__Study text__.

We would like to address the reviewer’s comments about the ‘surprising’ distribution of E/S products across cell types. This does necessarily surprise us. E/S products as sampled by proteomic studies of parasite culture media include mostly proteins without signal peptides and are understood to include proteins from the parasite surface and various orifices. We have mapped a similar thing using replicated spatial transcriptomics approaches in adult stage parasites (Airs et al., PLoS Pathogens 2022). In fact, C. elegans orthologs of prominent filarial antigens actually exhibit similar patterns of expression. For example, far-1 and unc-15 are sequestered to muscle cell types, pghm-1 is expressed in neuronal cells, and mif-1, tct-1, and tpi-1 are widely expressed across all cell types in both C. elegans and B. malayi. These mirrored observations in expression patterns across C. elegans and B. malayi strongly support our capture of real biological signals.
Unannotated cells: Several clusters remain unannotated in our data. Some display cluster-specific gene expression but we do not have enough information about the microfilariae cell types (or the unique biology of filariae) to confidently assign specific identities. Others likely reflect the biological reality of the microfilariae stage. Microfilariae are a post-embryonic and pre-larval development state containing a mixture of terminal and undifferentiated cell types. Microfilariae lack several prominent structures including a complete alimentary canal. These pre-larvae circulate in a suspended developmental state until they are ingested by a mosquito vector and transition to an invertebrate environment, initiating rapid growth and molting events. We therefore expected a larger mass of likely undifferentiable and potentially dormant cell types (e.g., Cluster 1) in the global map of gene expression. These clusters also have low gene and UMI counts per cell, which is in keeping with undifferentiated cells in some other species (e.g., planarian and schistosome neoblasts). For these reasons, we only assigned annotations for major cell types where clearly supported, understanding that cell-to-cell comparisons of clade III and clade V nematodes are more risky for deeper annotation. A Supplementary file containing differentially expressed genes for each cluster has been added to the manuscript, which could help with future annotations of these more ambiguous clusters.

__Explore the material__.
A) Answer these questions from the reviewer response, one line each:
(i) Which two genes are named as sequestered to muscle cell types?
(ii) What structure is a complete version of missing from microfilariae?
(iii) Which cluster is given as an example of likely undifferentiable and potentially dormant cell types?
B) Continue the reviewer response from the end of its last sentence.
The records are separate material, not part of the reviewer response.

__Data entries__.
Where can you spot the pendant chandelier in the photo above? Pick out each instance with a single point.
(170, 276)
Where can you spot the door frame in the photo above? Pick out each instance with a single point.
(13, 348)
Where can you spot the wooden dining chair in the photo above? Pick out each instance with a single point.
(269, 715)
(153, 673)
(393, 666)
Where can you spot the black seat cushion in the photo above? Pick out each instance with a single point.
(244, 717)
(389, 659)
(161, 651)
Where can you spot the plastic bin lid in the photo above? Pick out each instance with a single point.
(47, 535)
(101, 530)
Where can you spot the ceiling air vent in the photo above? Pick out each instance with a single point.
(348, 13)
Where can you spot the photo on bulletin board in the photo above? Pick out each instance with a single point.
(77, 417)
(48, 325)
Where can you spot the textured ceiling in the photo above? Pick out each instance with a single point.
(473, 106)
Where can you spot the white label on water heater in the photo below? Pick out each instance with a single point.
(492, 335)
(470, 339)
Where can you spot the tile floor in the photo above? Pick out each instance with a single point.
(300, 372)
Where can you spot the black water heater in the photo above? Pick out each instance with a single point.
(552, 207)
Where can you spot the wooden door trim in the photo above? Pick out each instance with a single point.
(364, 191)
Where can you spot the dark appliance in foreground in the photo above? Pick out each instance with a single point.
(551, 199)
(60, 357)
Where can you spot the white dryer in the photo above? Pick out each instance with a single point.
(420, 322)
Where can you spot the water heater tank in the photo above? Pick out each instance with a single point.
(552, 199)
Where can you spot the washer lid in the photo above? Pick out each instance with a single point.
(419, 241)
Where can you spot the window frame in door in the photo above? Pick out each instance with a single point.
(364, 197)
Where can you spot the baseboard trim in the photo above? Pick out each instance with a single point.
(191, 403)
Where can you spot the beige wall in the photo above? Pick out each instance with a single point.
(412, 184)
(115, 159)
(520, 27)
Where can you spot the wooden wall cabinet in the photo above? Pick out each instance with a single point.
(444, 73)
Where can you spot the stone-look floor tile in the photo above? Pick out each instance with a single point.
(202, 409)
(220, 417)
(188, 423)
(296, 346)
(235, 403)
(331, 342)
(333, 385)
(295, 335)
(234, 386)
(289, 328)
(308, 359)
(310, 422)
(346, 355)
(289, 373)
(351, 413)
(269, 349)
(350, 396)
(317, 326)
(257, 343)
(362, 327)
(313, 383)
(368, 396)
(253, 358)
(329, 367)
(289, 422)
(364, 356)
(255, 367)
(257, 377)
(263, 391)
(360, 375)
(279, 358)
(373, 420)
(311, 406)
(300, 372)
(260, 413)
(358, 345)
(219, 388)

__Answers for the tasks__.
A)
(i) far-1 and unc-15
(ii) The alimentary canal
(iii) Cluster 1

B)
Lastly, the dataset has very low UMI and gene counts per cell, again indicating a relative lack of quality of the dataset. The authors should discuss this in the context of other nematode cell atlases
Nematode cells are comparatively much smaller than mammalian cells and will therefore have lower UMI and gene counts compared to the majority of published scRNAseq studies in the literature. In the context of other nematodes, our data is within the range of expression seen in C. elegans datasets when we consider the developmental stages of the nematodes (see table below). If we omit the cells in cluster 1 with the assumption that these are undifferentiated cells and therefore low expression, our data has a mean of ~411 UMI/cell and ~319 genes/cell. Additionally, a sizeable portion of the differentiated cells at this development state are neuronal, which are reported to be very low expressing cells in C. elegans and are often accidentally omitted from analysis when using standard scRNA-seq UMI/gene expression cutoffs. Lastly, UMI and gene counts per cell are partially dependent on the depth of sequencing, which differs across studies. Our libraries were sequenced to 60-70% saturation and while it’s possible that greater depth would marginally improve these statistics, our dataset aligns with published studies and is adequate to differentiate major cell types.